Directions for this task
Copy out, word for word, the part of the records below that opens with the line containing "the truck headlight" and closes with the line containing "pixel 75 106", including both of those lines.

[Begin Records supplied]

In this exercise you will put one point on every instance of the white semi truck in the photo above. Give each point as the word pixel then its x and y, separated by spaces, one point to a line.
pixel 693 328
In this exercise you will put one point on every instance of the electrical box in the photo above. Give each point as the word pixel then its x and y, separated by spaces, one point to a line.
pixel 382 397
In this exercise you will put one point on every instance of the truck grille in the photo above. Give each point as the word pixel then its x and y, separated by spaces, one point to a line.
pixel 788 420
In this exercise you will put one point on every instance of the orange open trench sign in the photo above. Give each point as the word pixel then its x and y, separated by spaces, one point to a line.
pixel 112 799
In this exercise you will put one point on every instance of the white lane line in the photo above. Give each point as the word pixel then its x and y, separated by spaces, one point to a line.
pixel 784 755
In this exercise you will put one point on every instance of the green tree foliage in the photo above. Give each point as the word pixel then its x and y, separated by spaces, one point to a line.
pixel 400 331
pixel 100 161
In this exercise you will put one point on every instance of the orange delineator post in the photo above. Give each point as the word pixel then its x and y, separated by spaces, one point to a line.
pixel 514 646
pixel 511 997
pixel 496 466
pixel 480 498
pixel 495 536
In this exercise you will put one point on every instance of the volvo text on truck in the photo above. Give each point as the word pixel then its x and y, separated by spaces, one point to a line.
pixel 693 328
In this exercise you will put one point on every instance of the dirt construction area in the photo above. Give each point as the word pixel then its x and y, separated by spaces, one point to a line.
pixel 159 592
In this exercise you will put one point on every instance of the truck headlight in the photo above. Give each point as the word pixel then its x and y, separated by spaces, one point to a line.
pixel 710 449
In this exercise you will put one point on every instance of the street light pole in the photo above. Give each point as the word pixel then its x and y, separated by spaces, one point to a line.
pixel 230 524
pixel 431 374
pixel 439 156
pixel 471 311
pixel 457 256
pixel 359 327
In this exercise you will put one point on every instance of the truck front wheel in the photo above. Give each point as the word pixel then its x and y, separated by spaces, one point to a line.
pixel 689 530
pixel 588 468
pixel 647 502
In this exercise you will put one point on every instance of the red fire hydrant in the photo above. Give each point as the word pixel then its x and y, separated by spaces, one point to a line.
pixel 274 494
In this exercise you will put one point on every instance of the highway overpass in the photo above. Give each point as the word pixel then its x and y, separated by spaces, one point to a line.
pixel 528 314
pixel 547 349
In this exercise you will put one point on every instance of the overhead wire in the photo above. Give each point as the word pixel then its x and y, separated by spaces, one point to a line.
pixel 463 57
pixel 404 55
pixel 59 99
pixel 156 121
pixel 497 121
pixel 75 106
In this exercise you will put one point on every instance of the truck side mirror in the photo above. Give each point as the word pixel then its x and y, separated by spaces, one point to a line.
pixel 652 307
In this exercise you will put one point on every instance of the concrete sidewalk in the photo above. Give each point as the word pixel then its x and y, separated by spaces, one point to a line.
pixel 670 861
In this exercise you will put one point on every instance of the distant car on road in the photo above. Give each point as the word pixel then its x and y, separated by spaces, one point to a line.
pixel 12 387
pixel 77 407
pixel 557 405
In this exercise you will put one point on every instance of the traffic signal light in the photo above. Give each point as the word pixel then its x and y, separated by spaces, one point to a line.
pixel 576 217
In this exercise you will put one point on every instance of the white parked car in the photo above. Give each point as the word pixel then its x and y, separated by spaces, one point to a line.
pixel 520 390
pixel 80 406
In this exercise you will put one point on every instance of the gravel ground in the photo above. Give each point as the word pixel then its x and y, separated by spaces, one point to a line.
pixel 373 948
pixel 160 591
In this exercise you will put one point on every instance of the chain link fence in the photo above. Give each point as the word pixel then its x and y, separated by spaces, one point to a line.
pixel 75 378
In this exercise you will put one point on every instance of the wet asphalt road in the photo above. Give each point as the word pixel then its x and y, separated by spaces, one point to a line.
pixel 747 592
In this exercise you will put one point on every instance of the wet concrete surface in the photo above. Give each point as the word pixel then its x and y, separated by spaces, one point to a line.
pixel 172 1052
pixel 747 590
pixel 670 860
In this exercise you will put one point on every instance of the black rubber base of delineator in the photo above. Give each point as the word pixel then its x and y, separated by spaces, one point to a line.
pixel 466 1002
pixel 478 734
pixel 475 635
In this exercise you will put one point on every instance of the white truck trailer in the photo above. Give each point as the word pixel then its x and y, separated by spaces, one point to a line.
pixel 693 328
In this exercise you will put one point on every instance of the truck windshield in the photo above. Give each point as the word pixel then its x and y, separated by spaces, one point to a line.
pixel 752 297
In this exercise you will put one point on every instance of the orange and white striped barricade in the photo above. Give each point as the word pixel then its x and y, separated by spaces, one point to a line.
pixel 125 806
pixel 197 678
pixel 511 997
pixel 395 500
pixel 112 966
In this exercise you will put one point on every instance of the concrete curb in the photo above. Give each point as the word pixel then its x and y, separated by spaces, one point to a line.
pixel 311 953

[End Records supplied]
[Begin Records supplied]

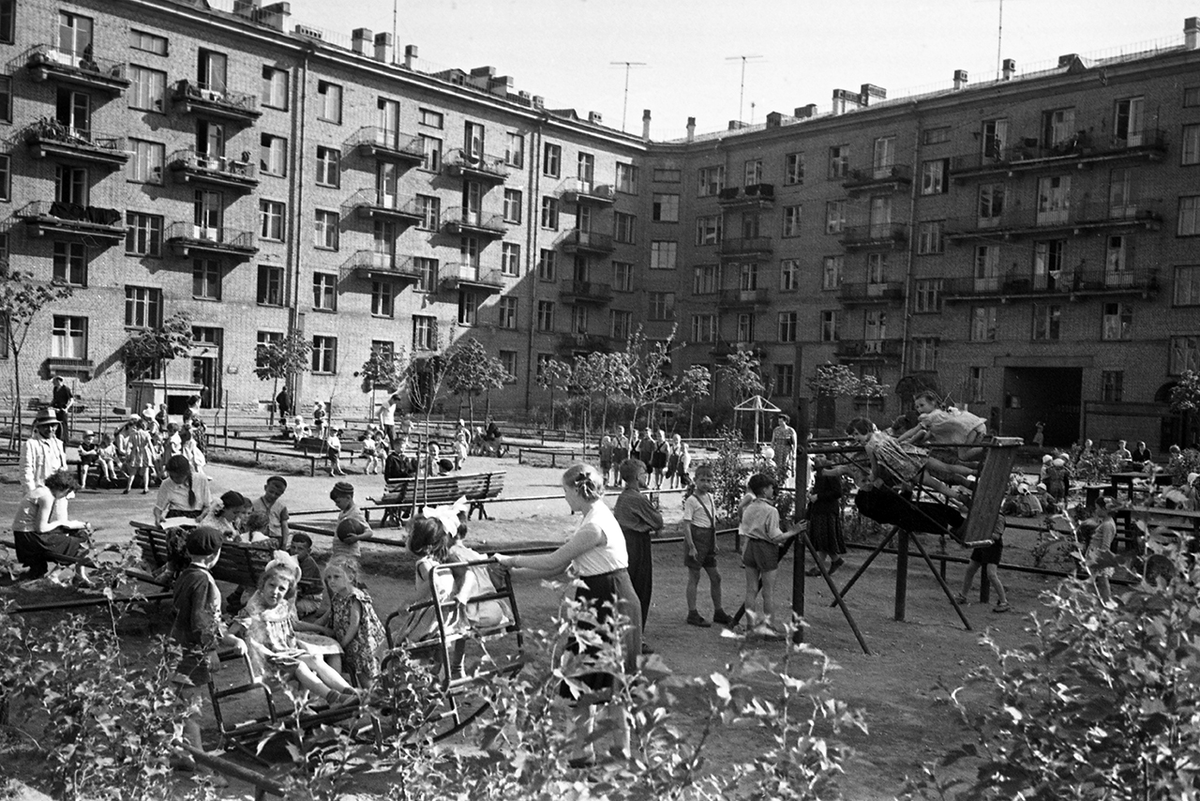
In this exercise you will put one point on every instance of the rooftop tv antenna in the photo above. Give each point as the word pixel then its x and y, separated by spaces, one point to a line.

[End Records supplied]
[Begin Records supplied]

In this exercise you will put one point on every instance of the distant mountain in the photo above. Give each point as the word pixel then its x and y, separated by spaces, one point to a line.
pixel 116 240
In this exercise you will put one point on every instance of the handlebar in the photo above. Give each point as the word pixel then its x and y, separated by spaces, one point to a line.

[End Records supplied]

Task output
In this exercise you will put one point on every instance of the truck headlight in the photo above. Give each point as the word pixel then its x and y, separated by spaces, one point to a line.
pixel 710 449
In this exercise you will put one point on every instance of the street light pole in the photo above. Give each point as the word pixel then its x and y, separated by spaces, one point to a line.
pixel 230 524
pixel 431 374
pixel 439 156
pixel 471 311
pixel 457 256
pixel 359 327
In this exercise you will put one point on every instance of the truck front wheel in the photo above. Give each point as the word pixel then its x and y, separated by spaces, one point to a line.
pixel 689 530
pixel 588 468
pixel 647 502
In this exercise you will put one point on every instance of the red fire hydrant in the photo above. Give each point as the word pixel then its x and y, separated by spaces, one point to a line.
pixel 274 494
In this exercise you will put one point on every instance of the highway overpass in the photo above. Give each point as the word pixel then its x and y, separated by spaces, one point to a line.
pixel 528 314
pixel 547 349
In this exercise you will put one point on every instance of the overhead wire in the photo above. Give each point as the word pixel then its x and y, separated by spaces, one point to a line.
pixel 463 57
pixel 404 55
pixel 59 99
pixel 156 121
pixel 497 121
pixel 75 106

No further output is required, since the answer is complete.